• [Work to complete]
1 > Rewrite the passage about Christo and Jeanne-Claude from "During their 50-year" through "a crazy notion.", swapping "separate flights" for "different flights".
2 > Carry the passage about Christo and Jeanne-Claude forward, picking up right after its last sentence.

Top of Text passage

"The Mastaba, Project for the United Arab Emirates" and "Over the River, Project for the Arkansas River, State of Colorado"
During their 50-year marriage, environmental artist Christo (Christo Vladimirov Javacheff) and his creative partner Jeanne-Claude (Jeanne-Claude Marie Denat) often took separate flights to the same destinations. The idea was that if one plane crashed the surviving partner could carry on with their work. Given the often isolated destinations and the frequency with which they traveled — in one year alone, for example, while wrapping the Reichstag in fabric and aluminum, they made 25 trips to Berlin — this was not such a crazy notion.
Few couples have ever sublimated their egos as thoroughly for such rich creative collaborations as Christo and Jeanne-Claude — artists Gilbert and George or historians Will and Ariel Durant are the closest comparisons. Their collaborations have generated fame, infamy, derision and celebration around the planet, from wrapping the Pont-Neuf in Paris, the Reichstag in Berlin, trees in Brazil and even Snoopy's doghouse to installing blue and yellow umbrellas across entire swaths of California and Japan. Arguably their best-known work was the most recent to come to fruition, "The Gates, Central Park, New York City, 1979-2005," for which they installed 7,503 saffron-colored cloth "gates." Though "The Gates" existed materially for only 14 days in the dead of winter, thousands of people (including seemingly all of Connecticut) made pilgrimages to bask in its glory. Such is the power of their shared vision.

Bottom of Text passage
Top of Information given

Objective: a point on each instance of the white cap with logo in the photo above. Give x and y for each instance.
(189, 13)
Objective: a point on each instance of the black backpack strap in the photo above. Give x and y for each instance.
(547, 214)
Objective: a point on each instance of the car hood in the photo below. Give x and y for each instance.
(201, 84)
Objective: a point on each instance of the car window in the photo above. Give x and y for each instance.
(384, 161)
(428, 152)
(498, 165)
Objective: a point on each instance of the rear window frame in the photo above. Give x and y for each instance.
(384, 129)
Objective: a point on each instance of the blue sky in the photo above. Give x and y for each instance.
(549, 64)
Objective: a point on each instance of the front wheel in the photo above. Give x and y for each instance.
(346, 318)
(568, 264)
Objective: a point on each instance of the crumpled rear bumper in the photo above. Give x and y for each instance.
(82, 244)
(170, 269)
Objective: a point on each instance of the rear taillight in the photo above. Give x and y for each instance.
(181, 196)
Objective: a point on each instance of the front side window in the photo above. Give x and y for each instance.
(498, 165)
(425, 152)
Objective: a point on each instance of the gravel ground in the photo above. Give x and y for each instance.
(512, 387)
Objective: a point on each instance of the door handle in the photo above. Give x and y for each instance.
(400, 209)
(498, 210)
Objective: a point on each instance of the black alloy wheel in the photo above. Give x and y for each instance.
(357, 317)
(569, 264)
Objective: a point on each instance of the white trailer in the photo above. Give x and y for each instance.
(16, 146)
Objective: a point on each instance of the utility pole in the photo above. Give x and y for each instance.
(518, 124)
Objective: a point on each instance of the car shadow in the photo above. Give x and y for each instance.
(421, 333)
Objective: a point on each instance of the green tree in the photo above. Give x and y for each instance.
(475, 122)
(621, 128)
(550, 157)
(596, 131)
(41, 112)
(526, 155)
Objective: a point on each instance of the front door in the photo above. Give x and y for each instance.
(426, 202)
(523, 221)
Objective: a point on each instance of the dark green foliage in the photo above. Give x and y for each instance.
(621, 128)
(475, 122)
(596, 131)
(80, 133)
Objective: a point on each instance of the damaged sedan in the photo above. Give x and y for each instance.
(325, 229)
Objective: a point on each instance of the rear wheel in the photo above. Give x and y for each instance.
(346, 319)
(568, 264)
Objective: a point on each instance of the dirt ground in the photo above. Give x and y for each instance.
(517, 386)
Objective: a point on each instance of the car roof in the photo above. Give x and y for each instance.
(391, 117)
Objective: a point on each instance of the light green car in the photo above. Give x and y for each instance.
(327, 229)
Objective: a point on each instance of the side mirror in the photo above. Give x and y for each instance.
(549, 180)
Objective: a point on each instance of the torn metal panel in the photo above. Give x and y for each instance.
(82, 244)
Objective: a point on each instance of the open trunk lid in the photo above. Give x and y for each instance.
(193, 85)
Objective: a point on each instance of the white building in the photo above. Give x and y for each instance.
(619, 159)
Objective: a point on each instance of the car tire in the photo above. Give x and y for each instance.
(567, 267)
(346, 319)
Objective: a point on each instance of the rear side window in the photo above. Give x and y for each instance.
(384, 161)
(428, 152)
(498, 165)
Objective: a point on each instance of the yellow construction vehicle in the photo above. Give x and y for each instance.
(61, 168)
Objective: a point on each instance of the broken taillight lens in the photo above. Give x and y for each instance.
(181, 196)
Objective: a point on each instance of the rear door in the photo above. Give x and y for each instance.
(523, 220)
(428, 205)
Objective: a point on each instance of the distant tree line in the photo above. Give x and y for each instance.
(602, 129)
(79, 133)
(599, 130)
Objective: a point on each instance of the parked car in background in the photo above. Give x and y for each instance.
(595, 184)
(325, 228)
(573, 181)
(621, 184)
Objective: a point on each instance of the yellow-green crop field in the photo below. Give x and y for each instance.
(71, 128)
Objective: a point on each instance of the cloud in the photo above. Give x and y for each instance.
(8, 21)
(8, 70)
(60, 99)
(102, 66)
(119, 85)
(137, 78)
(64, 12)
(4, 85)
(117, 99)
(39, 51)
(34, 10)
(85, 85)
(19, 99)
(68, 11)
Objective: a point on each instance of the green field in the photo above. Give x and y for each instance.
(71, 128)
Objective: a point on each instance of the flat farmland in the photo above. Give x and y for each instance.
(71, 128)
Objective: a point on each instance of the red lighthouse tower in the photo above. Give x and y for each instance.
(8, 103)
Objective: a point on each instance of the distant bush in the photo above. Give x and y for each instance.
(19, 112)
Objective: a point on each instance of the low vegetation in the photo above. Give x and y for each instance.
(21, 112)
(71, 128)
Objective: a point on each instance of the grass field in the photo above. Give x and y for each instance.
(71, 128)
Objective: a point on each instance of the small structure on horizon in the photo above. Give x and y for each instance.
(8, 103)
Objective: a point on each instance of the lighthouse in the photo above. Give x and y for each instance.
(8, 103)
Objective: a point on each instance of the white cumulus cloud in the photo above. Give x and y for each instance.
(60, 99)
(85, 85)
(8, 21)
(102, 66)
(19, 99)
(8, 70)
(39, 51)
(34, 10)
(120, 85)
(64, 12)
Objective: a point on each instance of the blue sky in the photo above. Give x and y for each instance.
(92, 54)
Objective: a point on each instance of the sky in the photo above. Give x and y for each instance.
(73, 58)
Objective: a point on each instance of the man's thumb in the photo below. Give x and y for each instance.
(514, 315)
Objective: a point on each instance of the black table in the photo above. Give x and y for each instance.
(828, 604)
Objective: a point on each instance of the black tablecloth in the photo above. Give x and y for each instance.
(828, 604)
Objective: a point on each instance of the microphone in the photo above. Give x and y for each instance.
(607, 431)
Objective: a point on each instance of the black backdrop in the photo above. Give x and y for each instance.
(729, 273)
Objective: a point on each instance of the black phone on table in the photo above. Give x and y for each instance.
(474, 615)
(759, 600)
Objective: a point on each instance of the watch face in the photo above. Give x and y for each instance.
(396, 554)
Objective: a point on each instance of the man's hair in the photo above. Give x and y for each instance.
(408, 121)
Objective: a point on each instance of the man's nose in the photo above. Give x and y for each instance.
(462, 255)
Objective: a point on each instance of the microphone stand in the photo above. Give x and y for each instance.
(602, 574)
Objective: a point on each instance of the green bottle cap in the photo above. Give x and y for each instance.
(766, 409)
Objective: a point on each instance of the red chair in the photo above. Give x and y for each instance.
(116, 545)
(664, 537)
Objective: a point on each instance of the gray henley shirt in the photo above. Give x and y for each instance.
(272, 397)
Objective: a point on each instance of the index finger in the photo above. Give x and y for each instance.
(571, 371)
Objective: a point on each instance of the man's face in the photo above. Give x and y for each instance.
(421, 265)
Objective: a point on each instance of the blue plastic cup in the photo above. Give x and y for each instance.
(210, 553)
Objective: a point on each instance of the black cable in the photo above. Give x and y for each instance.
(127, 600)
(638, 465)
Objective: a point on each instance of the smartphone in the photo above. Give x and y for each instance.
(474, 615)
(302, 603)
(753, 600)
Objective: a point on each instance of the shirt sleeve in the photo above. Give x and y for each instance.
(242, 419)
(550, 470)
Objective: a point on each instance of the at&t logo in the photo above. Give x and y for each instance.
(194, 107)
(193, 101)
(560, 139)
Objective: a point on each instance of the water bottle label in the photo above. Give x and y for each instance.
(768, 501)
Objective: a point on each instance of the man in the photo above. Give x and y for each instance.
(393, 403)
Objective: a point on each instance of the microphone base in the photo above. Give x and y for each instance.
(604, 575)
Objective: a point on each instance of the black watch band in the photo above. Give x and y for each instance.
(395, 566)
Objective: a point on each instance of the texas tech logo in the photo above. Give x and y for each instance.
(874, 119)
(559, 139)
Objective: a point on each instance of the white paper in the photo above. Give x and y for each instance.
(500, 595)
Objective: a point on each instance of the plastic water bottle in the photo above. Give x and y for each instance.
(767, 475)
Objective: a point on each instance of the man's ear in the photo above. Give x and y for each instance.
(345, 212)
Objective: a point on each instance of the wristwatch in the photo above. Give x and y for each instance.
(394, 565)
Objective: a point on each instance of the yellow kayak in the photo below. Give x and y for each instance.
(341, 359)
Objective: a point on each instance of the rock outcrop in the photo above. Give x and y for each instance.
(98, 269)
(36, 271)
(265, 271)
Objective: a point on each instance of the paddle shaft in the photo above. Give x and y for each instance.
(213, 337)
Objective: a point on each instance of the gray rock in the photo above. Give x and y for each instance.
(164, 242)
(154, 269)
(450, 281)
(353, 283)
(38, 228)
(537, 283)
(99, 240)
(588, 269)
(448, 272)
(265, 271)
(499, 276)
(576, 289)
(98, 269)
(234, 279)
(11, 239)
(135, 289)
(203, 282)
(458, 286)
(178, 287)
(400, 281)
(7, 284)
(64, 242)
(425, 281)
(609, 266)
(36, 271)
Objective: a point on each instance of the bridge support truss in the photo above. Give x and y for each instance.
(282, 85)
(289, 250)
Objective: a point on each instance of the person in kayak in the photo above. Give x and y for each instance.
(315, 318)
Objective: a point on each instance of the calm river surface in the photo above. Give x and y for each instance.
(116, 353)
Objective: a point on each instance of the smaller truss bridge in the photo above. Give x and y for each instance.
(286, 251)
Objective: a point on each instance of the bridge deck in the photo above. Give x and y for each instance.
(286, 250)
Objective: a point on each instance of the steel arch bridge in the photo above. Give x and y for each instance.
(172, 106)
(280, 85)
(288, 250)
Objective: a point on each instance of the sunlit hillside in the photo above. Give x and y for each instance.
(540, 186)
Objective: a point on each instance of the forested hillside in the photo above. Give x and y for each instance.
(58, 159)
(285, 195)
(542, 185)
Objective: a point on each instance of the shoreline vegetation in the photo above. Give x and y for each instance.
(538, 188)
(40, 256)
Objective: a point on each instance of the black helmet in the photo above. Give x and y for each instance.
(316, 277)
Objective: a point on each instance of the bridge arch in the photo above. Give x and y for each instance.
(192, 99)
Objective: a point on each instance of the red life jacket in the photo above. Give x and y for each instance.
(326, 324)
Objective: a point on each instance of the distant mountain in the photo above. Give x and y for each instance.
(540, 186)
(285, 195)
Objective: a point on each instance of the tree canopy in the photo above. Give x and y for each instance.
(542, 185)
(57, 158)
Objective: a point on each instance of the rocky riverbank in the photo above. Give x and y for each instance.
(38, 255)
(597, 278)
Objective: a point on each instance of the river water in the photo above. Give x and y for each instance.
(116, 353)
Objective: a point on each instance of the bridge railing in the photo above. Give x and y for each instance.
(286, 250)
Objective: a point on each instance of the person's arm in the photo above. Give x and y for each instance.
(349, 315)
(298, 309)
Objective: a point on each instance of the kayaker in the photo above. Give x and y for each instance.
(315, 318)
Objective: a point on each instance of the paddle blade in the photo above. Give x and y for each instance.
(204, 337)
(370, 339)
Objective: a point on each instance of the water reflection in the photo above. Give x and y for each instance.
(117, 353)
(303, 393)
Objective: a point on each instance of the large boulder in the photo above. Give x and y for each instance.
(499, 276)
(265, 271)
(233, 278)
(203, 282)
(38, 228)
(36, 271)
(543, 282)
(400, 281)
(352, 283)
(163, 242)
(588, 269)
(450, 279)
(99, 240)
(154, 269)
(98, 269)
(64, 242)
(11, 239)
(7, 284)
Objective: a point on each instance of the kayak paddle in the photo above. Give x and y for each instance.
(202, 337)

Bottom of Information given

• [Task answers]
1 >
During their 50-year marriage, environmental artist Christo (Christo Vladimirov Javacheff) and his creative partner Jeanne-Claude (Jeanne-Claude Marie Denat) often took different flights to the same destinations. The idea was that if one plane crashed the surviving partner could carry on with their work. Given the often isolated destinations and the frequency with which they traveled — in one year alone, for example, while wrapping the Reichstag in fabric and aluminum, they made 25 trips to Berlin — this was not such a crazy notion.

2 >
Now, one half of the partnership is gone — Jeanne-Claude died of a brain aneurysm at age 74 in November 2009. Christo is flying solo these days, and he will touch down in Westport on June 30 for the opening of an unusual and fascinating exhibition that will showcase two "works in progress" by Christo and Jeanne-Claude. The works are "The Mastaba, Project for the United Arab Emirates" and "Over the River, Project for the Arkansas River, State of Colorado." On view in Westport will be preparatory collages and drawings and explanatory text for each of these two massive undertakings, as well as a video montage celebrating the life and work of Jeanne-Claude.
"Over the River" will, when installed in August 2014, consist of 5.9 miles of silver-colored fabric suspended over a scenic stretch of wilderness and river in south-central Colorado (more details are available at overtheriverinfo.com). "The Mastaba" will consist of 410,000 oil barrels arranged into the shape of a structure 492 feet high and 984 feet wide. (Think of it as the sort of religious shrine that Wall-E would build.) Because of various wars and bureaucratic hang-ups, the project has languished for three decades. When and if it is ever installed — it's planned for a desert locale 150 miles from any metropolis — it may be an exclamation point on 100-plus years of dependence on fossil fuels.
Because such monumental works have been in progress for so long, Christo has dedicated his remaining time on earth to completing these final two collaborations.
"It's an easy mistake to tout this as 'Christo comes to Westport,' but theirs was very much a collaboration and this will be a way of celebrating Jeanne-Claude's life and dreams," says Helen Klisser During, the Westport Art Center director of visual arts who helped pull off this remarkable artistic coup. "It's Christo's raison d'etre now to see these projects through, a real commitment to their vision."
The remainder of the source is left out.